**Assignment:**
Repeat every entry in full. Match each line exactly.

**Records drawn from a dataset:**
※
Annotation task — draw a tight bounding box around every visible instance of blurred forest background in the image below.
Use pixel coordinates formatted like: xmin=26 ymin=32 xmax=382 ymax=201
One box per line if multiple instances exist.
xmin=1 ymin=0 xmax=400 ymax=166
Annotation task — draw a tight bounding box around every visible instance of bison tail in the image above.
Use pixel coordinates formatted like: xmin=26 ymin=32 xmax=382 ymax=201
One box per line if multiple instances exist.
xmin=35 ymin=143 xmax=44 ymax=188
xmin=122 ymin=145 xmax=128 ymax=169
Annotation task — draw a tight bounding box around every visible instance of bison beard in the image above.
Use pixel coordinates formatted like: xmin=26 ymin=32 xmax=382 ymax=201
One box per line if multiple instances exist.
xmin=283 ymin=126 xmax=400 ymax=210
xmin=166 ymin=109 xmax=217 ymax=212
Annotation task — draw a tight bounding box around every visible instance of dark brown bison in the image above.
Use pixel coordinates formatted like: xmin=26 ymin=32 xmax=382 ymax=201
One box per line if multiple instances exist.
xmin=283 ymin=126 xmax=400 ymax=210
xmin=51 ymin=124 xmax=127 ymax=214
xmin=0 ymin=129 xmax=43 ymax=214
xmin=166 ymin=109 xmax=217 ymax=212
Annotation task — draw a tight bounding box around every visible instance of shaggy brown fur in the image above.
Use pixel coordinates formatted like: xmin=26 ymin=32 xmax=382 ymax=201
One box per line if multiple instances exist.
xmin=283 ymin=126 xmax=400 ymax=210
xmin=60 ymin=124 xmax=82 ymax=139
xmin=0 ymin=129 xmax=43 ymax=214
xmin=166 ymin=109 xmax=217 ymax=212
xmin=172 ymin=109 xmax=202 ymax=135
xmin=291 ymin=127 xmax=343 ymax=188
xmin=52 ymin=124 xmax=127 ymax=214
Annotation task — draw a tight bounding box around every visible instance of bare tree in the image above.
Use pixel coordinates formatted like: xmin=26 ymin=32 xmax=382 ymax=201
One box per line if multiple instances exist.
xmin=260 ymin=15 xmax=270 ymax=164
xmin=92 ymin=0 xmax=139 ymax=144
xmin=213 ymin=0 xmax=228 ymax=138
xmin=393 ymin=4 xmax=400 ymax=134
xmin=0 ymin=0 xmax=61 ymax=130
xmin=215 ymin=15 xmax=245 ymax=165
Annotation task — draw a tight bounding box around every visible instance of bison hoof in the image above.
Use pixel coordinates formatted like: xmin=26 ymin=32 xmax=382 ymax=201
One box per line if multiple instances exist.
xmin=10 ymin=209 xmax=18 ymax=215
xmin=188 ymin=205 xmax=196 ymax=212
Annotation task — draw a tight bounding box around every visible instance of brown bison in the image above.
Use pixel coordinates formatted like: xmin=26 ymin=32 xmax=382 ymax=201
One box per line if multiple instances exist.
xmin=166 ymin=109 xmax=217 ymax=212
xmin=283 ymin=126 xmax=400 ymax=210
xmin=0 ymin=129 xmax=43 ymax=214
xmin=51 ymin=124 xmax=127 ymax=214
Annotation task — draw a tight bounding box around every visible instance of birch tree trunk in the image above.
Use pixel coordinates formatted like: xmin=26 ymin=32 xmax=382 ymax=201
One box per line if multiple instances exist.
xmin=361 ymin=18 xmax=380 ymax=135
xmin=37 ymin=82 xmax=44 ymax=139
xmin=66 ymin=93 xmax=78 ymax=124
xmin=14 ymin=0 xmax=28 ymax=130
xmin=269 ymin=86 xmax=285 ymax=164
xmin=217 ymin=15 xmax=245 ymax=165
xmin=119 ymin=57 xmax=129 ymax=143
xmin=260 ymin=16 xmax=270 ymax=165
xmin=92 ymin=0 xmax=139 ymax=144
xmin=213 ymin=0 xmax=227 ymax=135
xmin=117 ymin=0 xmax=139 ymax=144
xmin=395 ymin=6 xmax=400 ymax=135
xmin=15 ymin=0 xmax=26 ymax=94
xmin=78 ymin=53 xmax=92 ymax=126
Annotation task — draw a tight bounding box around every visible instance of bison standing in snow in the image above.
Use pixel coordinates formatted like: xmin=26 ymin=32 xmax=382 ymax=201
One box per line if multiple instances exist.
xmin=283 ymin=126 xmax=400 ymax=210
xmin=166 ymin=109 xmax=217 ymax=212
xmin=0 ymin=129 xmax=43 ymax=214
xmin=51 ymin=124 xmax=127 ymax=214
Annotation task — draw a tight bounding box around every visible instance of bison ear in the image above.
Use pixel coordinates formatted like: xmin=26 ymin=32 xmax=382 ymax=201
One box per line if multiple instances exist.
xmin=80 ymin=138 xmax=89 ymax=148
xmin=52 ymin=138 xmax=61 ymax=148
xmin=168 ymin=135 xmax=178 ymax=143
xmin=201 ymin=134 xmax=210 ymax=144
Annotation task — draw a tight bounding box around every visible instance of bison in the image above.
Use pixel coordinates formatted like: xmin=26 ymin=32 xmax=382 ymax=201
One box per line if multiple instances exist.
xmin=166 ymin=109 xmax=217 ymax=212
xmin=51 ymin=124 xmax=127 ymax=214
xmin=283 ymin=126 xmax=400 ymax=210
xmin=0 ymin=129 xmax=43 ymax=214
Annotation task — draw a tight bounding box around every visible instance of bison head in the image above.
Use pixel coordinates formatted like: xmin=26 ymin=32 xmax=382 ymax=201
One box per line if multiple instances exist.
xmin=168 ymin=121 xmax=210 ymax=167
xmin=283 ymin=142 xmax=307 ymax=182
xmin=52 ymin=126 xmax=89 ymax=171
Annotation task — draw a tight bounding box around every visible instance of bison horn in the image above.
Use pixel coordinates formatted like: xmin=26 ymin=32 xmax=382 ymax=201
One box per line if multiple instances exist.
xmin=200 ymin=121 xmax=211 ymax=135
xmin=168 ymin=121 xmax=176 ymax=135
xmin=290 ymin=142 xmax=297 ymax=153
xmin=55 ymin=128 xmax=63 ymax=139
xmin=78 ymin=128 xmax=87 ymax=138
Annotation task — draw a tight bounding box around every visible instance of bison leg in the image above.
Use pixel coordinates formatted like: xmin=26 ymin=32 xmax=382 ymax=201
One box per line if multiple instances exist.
※
**Finished exercise:**
Annotation task — draw a tight bounding box around every visible instance of blurred forest background in the image below.
Use pixel coordinates formatted like: xmin=26 ymin=32 xmax=382 ymax=201
One box per line if multiple instances exist.
xmin=1 ymin=0 xmax=400 ymax=166
Annotation task — draw a tight bounding box around every visible instance of bison tail in the image above.
Use pixel coordinates formatted like: xmin=26 ymin=32 xmax=382 ymax=201
One box per line if multiple instances exist.
xmin=35 ymin=143 xmax=44 ymax=188
xmin=122 ymin=145 xmax=128 ymax=169
Annotation task — draw a tight bounding box around every visible instance of bison beard in the image above.
Use pixel coordinates formatted like: xmin=26 ymin=32 xmax=382 ymax=201
One box per line if multiple instances exist.
xmin=283 ymin=126 xmax=400 ymax=210
xmin=166 ymin=109 xmax=217 ymax=212
Annotation task — draw a tight bounding box around every visible instance of dark brown bison in the image above.
Use pixel coordinates formatted like: xmin=26 ymin=32 xmax=382 ymax=201
One box per line if multiple instances exist.
xmin=283 ymin=126 xmax=400 ymax=210
xmin=51 ymin=124 xmax=127 ymax=214
xmin=0 ymin=129 xmax=43 ymax=214
xmin=166 ymin=109 xmax=217 ymax=212
Annotation task — draw a tight bounding box around every visible instance of shaggy brown fur in the image above.
Use pixel coordinates formatted like: xmin=26 ymin=32 xmax=382 ymax=201
One box per line if multiple instances exist.
xmin=283 ymin=126 xmax=400 ymax=210
xmin=60 ymin=124 xmax=82 ymax=139
xmin=0 ymin=129 xmax=43 ymax=214
xmin=166 ymin=109 xmax=217 ymax=212
xmin=172 ymin=109 xmax=202 ymax=135
xmin=291 ymin=127 xmax=343 ymax=188
xmin=52 ymin=124 xmax=127 ymax=214
Annotation task — draw a tight bounding box around every visible instance of bare tree in the image above.
Use pixel coordinates formatted like: xmin=26 ymin=32 xmax=382 ymax=201
One box per line if multiple instances exist.
xmin=260 ymin=15 xmax=270 ymax=164
xmin=92 ymin=0 xmax=139 ymax=144
xmin=213 ymin=0 xmax=228 ymax=138
xmin=393 ymin=4 xmax=400 ymax=134
xmin=0 ymin=0 xmax=61 ymax=130
xmin=215 ymin=15 xmax=245 ymax=165
Annotation task — draw a tight bounding box around every visible instance of bison hoof in the image above.
Use pixel coordinates formatted like: xmin=26 ymin=32 xmax=382 ymax=201
One box per line if multiple instances exist.
xmin=10 ymin=209 xmax=18 ymax=215
xmin=188 ymin=205 xmax=196 ymax=212
Annotation task — draw a tight bounding box around every visible instance of brown bison in the image above.
Use pixel coordinates formatted like: xmin=26 ymin=32 xmax=382 ymax=201
One box per line if multiple instances exist.
xmin=166 ymin=109 xmax=217 ymax=212
xmin=283 ymin=126 xmax=400 ymax=210
xmin=0 ymin=129 xmax=43 ymax=214
xmin=51 ymin=124 xmax=127 ymax=214
Annotation task — draw a tight bounding box around every visible instance of birch tree trunk in the image above.
Use pixel coordinates formatted like: xmin=26 ymin=32 xmax=382 ymax=201
One box per line if multiple instances exist.
xmin=361 ymin=18 xmax=380 ymax=135
xmin=37 ymin=82 xmax=44 ymax=139
xmin=66 ymin=93 xmax=78 ymax=124
xmin=14 ymin=0 xmax=28 ymax=130
xmin=269 ymin=86 xmax=285 ymax=164
xmin=217 ymin=15 xmax=245 ymax=165
xmin=119 ymin=57 xmax=129 ymax=143
xmin=260 ymin=16 xmax=270 ymax=165
xmin=92 ymin=0 xmax=139 ymax=144
xmin=213 ymin=0 xmax=227 ymax=135
xmin=117 ymin=0 xmax=139 ymax=144
xmin=395 ymin=6 xmax=400 ymax=135
xmin=15 ymin=0 xmax=26 ymax=94
xmin=78 ymin=53 xmax=92 ymax=126
Annotation task — draw a tight bounding box around every visible instance of bison standing in snow in the image above.
Use pixel coordinates formatted like: xmin=26 ymin=32 xmax=382 ymax=201
One box per line if multiple instances exist.
xmin=283 ymin=126 xmax=400 ymax=210
xmin=166 ymin=109 xmax=217 ymax=212
xmin=0 ymin=129 xmax=43 ymax=214
xmin=51 ymin=124 xmax=127 ymax=214
Annotation task — draw a tight bounding box around every visible instance of bison ear in the image above.
Use pixel coordinates formatted like: xmin=26 ymin=32 xmax=382 ymax=201
One box per line if multiple instances exist.
xmin=80 ymin=138 xmax=89 ymax=148
xmin=52 ymin=138 xmax=61 ymax=148
xmin=168 ymin=135 xmax=178 ymax=143
xmin=201 ymin=134 xmax=210 ymax=144
Annotation task — draw a tight bounding box around every visible instance of bison in the image above.
Use pixel coordinates formatted like: xmin=26 ymin=32 xmax=382 ymax=201
One box per line if multiple instances exist.
xmin=166 ymin=109 xmax=217 ymax=212
xmin=51 ymin=124 xmax=127 ymax=214
xmin=283 ymin=126 xmax=400 ymax=210
xmin=0 ymin=129 xmax=43 ymax=214
Annotation task — draw a tight bounding box around every visible instance of bison head in the image above.
Use pixel coordinates formatted like: xmin=26 ymin=32 xmax=382 ymax=201
One box per line if multiple instances exist.
xmin=168 ymin=121 xmax=210 ymax=167
xmin=283 ymin=142 xmax=307 ymax=182
xmin=52 ymin=126 xmax=89 ymax=171
Annotation task — draw a tight bounding box around every visible instance of bison horn in the image above.
Use pixel coordinates formatted like: xmin=26 ymin=32 xmax=382 ymax=201
One box per line if multiple instances exist.
xmin=200 ymin=121 xmax=211 ymax=135
xmin=168 ymin=121 xmax=176 ymax=135
xmin=290 ymin=142 xmax=297 ymax=153
xmin=55 ymin=128 xmax=63 ymax=139
xmin=78 ymin=128 xmax=87 ymax=138
Annotation task — draw a tight bounding box around every visible instance of bison leg in the image above.
Use pixel coordinates formatted like: xmin=26 ymin=32 xmax=382 ymax=201
One box per line if multiple instances exist.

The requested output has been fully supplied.